In practice you rarely hand-roll SGD. A library like surprise (or implicit for the implicit case in §26.4) gives you a tuned, bias-aware SVD in a few lines:

# Same idea, production-style, with the `surprise` library
from surprise import SVD, Dataset, Reader
from surprise.model_selection import cross_validate
reader = Reader(rating_scale=(1, 5))
data = Dataset.load_builtin('ml-100k')        # MovieLens 100k
algo = SVD(n_factors=50, reg_all=0.05)        # biased matrix factorization
cross_validate(algo, data, measures=['RMSE'], cv=3, verbose=True)

A common refinement adds bias terms so the model can say “this user rates everything high” or “this item is universally loved” separately from the taste match: \(\hat R_{ui}=\mu+b_u+b_i+p_u\cdot q_i\).

In words: start from the global average rating, add an offset for how generous this user is and an offset for how well-liked this item is, then add the taste-match on top.

Also written: \(\hat R_{ui}=\mu+b_u+b_i+q_i^\top p_u\), with \(\mu\) the overall mean and \(b_u, b_i\) scalar user/item biases learned alongside the vectors.

Cold-start

The Achilles heel of all CF is cold-start: a brand-new user or item has an empty row or column, so there is nothing to collaborate on. A new movie nobody has rated cannot be matrix-factorized into a meaningful \(q_i\). The standard escapes are to fall back to content features (next section), to popularity defaults, or to ask a few onboarding questions to seed the user vector.

Tip

Rule of thumb: start item-based and MF-based for warm users, but always keep a non-personalized fallback (trending / popular) wired in — it is what serves every cold-start request and it is shockingly hard to beat.

26.2 — Content-based filtering

Content-based filtering ignores the crowd and looks at the items themselves. Each item gets a feature vector — genres, tags, the TF-IDF of its description, brand, price band — and each user gets a profile built from the features of items they liked. Recommend items whose feature vectors are closest to the profile.

Intuition first. This is the “you liked sci-fi, here’s more sci-fi” friend — the one who recommends based on what a thing is, not who else liked it. It builds a little dossier of your tastes (“loves animated family films, hates horror”) and matches new items against that dossier, never needing a single other person’s opinion.

Concretely: represent Up as [animated=1, family=1, adventure=1, horror=0]. If Ann liked Up and Toy Story, her profile is the average of their vectors, leaning heavily “family/animated.” A new film is scored by cosine similarity to that profile. Crucially this needs no other users, so it sidesteps item cold-start — a brand-new movie with known genres can be recommended on day one.
########################################
Please recast the paragraph of the recommender-systems excerpt that begins "The Achilles heel of all CF" as a short bulleted list that keeps its main facts. The material that comes next is from a separate source.

COLLECTED DATA:
########################################
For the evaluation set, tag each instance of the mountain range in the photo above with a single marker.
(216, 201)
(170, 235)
########################################
SOLUTION BELOW:
- Cold-start is the main weakness of all CF: a brand-new user or item has an empty row or column, so there is nothing to collaborate on.
- A new movie that nobody has rated cannot be matrix-factorized into a meaningful \(q_i\).
- Standard escapes:
  - fall back to content features
  - use popularity defaults
  - ask a few onboarding questions to seed the user vector